[MATERIAL FOR THIS EXERCISE — start]

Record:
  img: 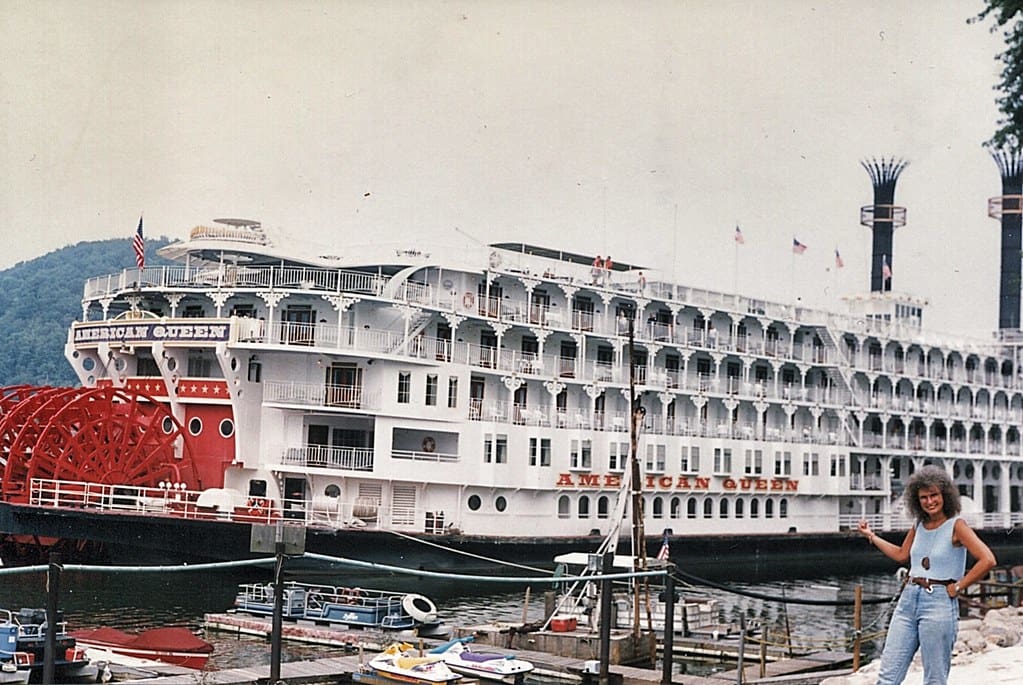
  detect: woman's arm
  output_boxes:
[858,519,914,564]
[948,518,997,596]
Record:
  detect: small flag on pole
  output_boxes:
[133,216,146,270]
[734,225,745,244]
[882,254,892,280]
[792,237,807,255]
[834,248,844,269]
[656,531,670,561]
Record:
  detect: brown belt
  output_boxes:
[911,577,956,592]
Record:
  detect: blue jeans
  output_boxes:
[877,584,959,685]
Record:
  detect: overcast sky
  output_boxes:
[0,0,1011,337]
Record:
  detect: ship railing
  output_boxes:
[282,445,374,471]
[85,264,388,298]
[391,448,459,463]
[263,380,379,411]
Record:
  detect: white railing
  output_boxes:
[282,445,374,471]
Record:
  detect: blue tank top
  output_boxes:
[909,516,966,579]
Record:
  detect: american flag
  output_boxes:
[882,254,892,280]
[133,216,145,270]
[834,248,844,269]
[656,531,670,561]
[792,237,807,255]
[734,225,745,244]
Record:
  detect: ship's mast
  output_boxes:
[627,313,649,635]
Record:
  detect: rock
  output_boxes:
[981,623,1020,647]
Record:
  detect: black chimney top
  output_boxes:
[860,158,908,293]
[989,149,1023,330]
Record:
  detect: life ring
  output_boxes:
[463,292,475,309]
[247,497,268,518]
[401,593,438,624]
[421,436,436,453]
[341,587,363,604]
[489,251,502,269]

[MATERIAL FOR THIS EXERCISE — finish]
[MATERIAL FOR THIS EXERCISE — start]

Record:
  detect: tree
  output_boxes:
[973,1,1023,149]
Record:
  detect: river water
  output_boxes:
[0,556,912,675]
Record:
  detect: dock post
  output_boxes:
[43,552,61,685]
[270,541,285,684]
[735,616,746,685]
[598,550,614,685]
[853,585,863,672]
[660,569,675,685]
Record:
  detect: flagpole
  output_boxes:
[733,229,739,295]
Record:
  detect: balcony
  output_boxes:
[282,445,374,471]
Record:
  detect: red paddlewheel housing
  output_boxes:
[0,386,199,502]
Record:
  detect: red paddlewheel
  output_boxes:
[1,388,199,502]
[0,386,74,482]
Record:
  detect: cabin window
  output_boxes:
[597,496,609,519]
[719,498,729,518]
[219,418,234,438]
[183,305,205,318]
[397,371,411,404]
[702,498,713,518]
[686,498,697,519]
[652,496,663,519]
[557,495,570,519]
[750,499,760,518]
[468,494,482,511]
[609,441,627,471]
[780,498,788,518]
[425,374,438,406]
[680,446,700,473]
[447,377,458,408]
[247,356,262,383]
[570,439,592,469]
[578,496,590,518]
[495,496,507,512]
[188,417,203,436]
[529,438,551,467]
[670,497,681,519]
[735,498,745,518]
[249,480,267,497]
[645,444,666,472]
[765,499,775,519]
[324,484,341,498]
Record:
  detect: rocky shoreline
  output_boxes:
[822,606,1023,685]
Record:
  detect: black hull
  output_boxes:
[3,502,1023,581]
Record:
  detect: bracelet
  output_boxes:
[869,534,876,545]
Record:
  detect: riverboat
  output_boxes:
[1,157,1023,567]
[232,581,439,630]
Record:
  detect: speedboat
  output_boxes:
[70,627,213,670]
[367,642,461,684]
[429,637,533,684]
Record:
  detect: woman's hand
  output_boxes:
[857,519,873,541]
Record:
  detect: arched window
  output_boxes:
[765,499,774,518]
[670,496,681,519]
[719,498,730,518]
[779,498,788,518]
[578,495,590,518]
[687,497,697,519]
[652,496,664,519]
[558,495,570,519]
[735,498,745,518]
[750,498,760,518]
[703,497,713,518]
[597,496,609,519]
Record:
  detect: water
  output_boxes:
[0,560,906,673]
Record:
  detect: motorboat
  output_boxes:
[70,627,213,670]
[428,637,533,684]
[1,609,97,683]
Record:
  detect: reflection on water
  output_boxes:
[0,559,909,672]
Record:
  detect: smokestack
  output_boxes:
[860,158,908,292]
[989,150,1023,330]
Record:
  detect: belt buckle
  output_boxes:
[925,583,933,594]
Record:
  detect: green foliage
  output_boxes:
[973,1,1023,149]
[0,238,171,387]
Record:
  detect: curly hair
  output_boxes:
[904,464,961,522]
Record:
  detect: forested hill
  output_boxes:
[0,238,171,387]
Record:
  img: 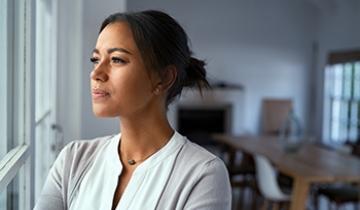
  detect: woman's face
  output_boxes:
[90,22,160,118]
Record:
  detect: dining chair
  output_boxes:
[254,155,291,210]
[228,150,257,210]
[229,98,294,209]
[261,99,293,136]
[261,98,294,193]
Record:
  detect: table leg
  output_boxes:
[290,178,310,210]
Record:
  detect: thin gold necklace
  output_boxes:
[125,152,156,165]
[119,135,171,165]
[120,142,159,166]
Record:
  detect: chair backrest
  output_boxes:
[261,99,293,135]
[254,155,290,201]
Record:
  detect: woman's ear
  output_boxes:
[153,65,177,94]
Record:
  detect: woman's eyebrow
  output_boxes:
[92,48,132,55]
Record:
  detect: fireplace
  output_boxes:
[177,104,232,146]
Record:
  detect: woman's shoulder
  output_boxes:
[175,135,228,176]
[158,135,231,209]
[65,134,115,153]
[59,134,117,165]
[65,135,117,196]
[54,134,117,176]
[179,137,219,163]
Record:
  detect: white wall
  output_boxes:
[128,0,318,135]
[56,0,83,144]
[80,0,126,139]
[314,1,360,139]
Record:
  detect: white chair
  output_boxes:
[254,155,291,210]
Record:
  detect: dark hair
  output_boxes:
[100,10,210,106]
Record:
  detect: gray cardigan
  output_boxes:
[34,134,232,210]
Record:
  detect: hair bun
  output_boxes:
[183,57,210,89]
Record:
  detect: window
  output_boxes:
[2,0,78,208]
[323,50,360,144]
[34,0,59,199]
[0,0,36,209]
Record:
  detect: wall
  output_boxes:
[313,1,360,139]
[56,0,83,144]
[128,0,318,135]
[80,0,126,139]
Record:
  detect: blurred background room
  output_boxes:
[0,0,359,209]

[MATERIAL FOR THIS EXERCISE — finish]
[MATERIAL FOR THIS EXERCISE — start]

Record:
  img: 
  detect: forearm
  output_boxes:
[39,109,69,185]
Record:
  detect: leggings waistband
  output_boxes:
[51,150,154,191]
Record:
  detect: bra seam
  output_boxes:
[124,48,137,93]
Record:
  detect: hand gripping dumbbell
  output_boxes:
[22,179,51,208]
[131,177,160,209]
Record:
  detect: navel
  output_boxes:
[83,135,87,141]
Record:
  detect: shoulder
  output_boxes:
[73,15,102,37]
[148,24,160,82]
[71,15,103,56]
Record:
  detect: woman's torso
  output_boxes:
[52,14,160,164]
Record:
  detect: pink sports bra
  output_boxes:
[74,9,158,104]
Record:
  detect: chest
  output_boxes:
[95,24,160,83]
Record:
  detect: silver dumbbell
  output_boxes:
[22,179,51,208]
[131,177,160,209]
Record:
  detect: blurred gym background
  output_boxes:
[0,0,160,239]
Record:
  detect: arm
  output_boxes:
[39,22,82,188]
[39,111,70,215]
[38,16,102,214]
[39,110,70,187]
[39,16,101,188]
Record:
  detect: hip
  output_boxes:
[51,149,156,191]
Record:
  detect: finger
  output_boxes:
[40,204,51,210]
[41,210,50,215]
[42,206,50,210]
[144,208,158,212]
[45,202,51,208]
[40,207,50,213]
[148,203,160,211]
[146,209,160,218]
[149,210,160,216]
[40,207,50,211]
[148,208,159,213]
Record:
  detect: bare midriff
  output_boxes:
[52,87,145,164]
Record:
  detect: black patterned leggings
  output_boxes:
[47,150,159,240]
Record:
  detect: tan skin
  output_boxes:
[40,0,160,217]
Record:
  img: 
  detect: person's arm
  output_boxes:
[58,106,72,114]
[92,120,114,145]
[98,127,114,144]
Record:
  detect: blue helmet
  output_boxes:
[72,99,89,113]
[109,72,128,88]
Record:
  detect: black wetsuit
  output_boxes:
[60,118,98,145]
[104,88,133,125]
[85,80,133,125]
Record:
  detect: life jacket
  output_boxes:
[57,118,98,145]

[MATERIAL FOR THIS EXERCISE — finish]

[PROBLEM STATEMENT]: Find the string "dumbbell" in the records, then copy each line where it occurs.

[EXERCISE ANSWER]:
  detect: hand gripping dumbbell
  detect: silver dumbbell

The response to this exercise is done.